2010-12-21 Thread Peter J Stoner
In message on 21 Dec 2010,  Michal Borsuk  wrote:

 On 21 December 2010 02:23, mich...@vonglasow.com wrote:


 Hello list,

 While mapping bus (and other) routes all over Europe, I have frequently
 encountered bus lines linking two (or more) towns, with multiple stops in
 each town. For example, a bus route might include the following stops (free
 adaptation of commonly encountered situation):

 Greenmond, Station
 Greenmond, Doe Square
 Greenmond, Church
 Greenmond, Roe Street
 Greenmond, New Market Mall
 Whitepool, Primary School
 Whitepool, Church

 What should we put in the name= tags for these stops? Where should we best
 put the name of the town?

 To complicate matters, let us look at the following conditions:

 - The name on the pole itself does not include the name on the town. So the
 pole at the station in Greenmond would just read Station.


 I take the name from the pole, unless it's not descriptive enought, then
 from the timetable. Here I'd clearly take Greenmond, Station (or
 Greenmond Station, but preferably not Station, Greenmond)


 - There is also a bus line operating only within Greenmond, which shares
 some of the above stops. However, timetables and line sketches for this
 second line omit the town name in the bus stops (i.e. Station, Doe Square,
 New Market Mall).


 In such cases I'd still use town name. It has happened to me that I wondered
 out of nowhere to find a bus stop without a locality name.

 I do it this way: only large towns and cities (let's say over 15 thousand
 inhabitants, or with a sensible number of bus stops) have those stops
 *without* locality name.

In the UK the NaPTAN system of stop naming will usually allocate 
locality names to suburbs within the larger towns. Every bus stop in 
the UK has been allocated to a locality.

By keeping the locality and common names separately it enables the 
appropriate level of naming to be used, depending on the context.

## SUPPLIED DATA:
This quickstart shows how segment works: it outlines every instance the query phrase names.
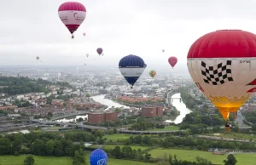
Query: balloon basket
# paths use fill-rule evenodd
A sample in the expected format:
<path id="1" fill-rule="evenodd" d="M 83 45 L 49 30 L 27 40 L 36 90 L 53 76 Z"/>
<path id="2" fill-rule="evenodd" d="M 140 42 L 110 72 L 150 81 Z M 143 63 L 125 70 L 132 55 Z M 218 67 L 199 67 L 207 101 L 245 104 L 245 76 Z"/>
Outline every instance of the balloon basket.
<path id="1" fill-rule="evenodd" d="M 231 129 L 230 127 L 225 126 L 225 133 L 230 133 Z"/>

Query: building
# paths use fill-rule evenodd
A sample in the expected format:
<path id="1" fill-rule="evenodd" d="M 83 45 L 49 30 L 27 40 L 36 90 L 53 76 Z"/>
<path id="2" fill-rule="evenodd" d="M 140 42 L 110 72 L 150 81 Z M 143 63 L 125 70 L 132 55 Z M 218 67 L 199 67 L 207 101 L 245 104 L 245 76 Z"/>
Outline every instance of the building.
<path id="1" fill-rule="evenodd" d="M 106 122 L 117 122 L 118 111 L 99 111 L 88 114 L 88 123 L 98 124 Z"/>
<path id="2" fill-rule="evenodd" d="M 143 107 L 141 114 L 142 117 L 144 117 L 163 116 L 163 109 L 164 108 L 162 106 Z"/>

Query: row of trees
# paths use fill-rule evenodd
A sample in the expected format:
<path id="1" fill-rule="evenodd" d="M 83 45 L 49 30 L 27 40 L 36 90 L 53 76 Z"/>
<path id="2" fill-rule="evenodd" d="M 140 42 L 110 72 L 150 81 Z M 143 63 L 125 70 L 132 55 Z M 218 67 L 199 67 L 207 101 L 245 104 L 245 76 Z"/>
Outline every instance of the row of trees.
<path id="1" fill-rule="evenodd" d="M 136 144 L 149 146 L 159 145 L 164 148 L 188 146 L 191 149 L 201 151 L 208 151 L 209 148 L 256 150 L 256 145 L 253 142 L 219 141 L 210 139 L 204 139 L 196 138 L 196 136 L 165 136 L 160 138 L 152 138 L 149 136 L 138 135 L 131 136 L 128 139 L 125 139 L 124 143 L 126 145 Z"/>
<path id="2" fill-rule="evenodd" d="M 33 80 L 25 77 L 0 77 L 0 86 L 3 87 L 0 88 L 0 93 L 8 94 L 9 95 L 15 95 L 32 92 L 48 93 L 49 89 L 46 87 L 54 84 L 55 83 L 43 80 L 41 78 Z M 67 82 L 57 82 L 56 84 L 61 87 L 72 87 Z"/>
<path id="3" fill-rule="evenodd" d="M 33 154 L 38 156 L 74 156 L 84 144 L 49 133 L 7 134 L 0 137 L 0 155 Z"/>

## OBJECTIVES:
a: In the bus stop naming thread, what does the NaPTAN system usually allocate locality names to within the larger towns?
b: Using the bus stop naming thread, explain why the UK keeps locality names and common names separate.
c: Write the next part of the bus stop naming thread, starting after its last sentence.

## TASK-BY-TASK OUTPUTS:
a: Suburbs.

b: Keeping them separate allows the appropriate level of naming to be used, depending on the context.

c:
 - When rendered on a map, it is also advisable to omit the town name - thus
 names are shorter, the map is less cluttered and the town name can usually
 be derived from the on the map.


 Cf. the earlier point - if the town is small, the map is not cluttered.
 Besides, rendering is not much of our concern.

In automated systems this would always require knowing the size of the 
town in order to know how the stop was constructed.


 - Line sketches and timetables for the above line list stop names along
 with the towns they are in. There are different ways of dong this:[...]
 Or (since Greenmond is a big city of a million residents or more), town
 names are given only for stops outside of Greenmond.


 I'd keep that.


 However, the more I think about it, the more correct it seems to me to put
 the town name in a separate tag.


 IMHO No. This is a map, and it's the bus stop's location which tells where
 the bus stop is. It does contradict what I wrote earlier - why then use town
 names at all? Because some suburbs overlap in a strange way, and with
 smaller places it isn't always clear.

In UK we put some effort into trying to ensure that the 
locality+commonname+indicator combination is unique.  So it is good to 
be aware of the town name when selecting the common name even if it is 
not always appropriate to display it.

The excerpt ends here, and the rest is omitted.